### STORED DATA
____________

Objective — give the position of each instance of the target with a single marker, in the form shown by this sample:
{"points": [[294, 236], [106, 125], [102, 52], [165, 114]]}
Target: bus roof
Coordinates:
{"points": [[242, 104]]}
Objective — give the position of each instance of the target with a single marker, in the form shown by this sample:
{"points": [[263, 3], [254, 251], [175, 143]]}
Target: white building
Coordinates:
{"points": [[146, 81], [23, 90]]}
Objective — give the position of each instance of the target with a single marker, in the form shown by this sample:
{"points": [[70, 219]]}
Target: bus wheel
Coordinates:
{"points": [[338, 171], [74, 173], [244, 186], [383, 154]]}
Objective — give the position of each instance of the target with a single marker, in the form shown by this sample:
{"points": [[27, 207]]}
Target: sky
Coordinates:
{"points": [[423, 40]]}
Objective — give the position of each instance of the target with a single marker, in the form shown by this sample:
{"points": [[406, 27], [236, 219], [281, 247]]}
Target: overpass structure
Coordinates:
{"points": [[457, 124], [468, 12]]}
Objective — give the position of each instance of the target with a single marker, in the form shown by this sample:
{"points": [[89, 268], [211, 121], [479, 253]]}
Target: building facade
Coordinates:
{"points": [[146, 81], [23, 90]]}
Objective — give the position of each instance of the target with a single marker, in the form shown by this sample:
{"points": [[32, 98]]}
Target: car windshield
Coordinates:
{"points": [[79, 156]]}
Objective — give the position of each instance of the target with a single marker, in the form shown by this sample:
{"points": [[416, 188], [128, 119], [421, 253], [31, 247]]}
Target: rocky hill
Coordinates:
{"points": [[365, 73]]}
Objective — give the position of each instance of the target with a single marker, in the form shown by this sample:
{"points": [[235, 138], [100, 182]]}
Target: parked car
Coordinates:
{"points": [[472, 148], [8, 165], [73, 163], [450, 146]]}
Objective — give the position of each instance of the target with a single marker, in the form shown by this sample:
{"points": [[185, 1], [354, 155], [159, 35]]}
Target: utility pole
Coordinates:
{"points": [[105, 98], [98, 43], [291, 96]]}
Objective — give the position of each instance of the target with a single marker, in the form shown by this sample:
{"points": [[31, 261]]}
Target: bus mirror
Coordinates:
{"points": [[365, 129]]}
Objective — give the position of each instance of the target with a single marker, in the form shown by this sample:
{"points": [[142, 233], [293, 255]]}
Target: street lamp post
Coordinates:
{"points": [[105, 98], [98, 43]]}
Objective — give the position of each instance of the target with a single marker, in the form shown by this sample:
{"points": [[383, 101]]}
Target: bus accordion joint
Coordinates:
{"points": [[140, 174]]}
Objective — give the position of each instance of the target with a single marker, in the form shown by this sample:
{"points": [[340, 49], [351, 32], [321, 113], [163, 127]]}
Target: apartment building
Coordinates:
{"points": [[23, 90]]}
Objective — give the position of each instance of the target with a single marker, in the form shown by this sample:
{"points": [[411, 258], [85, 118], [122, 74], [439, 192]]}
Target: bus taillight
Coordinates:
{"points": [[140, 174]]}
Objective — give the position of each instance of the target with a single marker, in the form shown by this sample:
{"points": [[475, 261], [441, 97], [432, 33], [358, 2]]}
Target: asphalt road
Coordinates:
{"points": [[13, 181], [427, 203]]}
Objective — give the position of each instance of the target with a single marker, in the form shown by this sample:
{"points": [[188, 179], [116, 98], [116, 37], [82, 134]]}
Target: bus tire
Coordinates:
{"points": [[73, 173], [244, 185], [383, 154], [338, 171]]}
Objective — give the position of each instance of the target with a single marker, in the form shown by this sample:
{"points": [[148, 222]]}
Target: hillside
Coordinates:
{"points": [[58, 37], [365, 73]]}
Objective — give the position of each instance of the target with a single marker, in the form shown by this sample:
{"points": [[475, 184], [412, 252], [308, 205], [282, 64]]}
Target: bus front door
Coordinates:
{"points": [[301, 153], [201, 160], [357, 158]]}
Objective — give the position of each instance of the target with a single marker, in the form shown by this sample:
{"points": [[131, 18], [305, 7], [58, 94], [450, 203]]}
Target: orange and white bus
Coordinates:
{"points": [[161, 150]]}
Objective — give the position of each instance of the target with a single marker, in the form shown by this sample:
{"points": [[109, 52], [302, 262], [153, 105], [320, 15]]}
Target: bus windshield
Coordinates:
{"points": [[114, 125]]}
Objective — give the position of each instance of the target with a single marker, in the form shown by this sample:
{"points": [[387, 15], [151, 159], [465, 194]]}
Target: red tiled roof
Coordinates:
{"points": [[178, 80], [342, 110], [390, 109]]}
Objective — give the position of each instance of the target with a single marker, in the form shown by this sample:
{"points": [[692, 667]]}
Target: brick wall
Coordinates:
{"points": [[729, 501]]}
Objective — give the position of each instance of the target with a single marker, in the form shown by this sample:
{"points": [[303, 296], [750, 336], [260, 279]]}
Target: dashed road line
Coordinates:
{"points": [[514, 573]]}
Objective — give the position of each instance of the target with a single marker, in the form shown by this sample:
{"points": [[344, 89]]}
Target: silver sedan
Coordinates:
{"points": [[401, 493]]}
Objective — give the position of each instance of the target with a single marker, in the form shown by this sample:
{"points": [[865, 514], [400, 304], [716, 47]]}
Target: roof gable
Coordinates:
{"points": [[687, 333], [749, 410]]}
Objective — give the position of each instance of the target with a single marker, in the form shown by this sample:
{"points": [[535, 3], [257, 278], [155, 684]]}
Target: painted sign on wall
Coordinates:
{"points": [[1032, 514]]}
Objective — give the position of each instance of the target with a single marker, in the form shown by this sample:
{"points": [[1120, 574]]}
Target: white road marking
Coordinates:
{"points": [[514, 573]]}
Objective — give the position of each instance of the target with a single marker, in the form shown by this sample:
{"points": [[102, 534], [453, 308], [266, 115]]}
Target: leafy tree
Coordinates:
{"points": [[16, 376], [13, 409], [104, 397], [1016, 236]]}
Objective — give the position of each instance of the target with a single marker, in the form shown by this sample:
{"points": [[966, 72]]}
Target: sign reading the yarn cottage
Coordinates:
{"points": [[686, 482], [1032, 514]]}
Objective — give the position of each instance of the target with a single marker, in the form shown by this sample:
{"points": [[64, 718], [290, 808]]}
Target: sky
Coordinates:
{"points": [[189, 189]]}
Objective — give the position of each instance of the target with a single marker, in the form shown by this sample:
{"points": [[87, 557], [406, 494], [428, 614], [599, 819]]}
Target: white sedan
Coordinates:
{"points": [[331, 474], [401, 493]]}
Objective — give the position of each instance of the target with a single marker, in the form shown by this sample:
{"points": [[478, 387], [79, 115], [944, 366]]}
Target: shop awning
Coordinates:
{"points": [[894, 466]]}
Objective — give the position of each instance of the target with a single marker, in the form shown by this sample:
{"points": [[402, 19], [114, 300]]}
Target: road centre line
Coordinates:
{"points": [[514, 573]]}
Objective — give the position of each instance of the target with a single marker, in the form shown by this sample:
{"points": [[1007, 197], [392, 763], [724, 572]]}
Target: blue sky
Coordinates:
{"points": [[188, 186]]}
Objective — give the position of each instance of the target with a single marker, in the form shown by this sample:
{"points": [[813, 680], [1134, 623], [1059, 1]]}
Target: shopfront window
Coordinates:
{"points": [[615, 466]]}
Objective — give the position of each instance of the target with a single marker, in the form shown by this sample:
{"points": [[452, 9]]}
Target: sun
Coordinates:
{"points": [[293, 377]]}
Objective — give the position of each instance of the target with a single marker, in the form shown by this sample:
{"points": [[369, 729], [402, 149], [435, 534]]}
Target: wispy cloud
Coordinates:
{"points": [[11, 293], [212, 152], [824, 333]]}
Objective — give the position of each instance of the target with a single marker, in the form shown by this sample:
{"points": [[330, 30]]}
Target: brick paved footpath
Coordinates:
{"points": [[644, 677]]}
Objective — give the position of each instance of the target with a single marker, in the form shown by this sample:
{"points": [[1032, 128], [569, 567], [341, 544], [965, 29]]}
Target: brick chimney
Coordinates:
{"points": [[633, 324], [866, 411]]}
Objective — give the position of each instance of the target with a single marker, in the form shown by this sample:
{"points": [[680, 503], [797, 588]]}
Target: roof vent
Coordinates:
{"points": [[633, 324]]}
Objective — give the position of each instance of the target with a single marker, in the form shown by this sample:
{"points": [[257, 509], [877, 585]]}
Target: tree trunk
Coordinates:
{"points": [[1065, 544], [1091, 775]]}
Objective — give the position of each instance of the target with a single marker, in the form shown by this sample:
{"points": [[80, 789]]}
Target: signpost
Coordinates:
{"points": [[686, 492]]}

____________

### SHORT PROBLEM
Show every line of the material that contains the string "sedan", copying each line in full. Case counts.

### ANSWER TO THE PROBLEM
Target: silver sedan
Target: white sedan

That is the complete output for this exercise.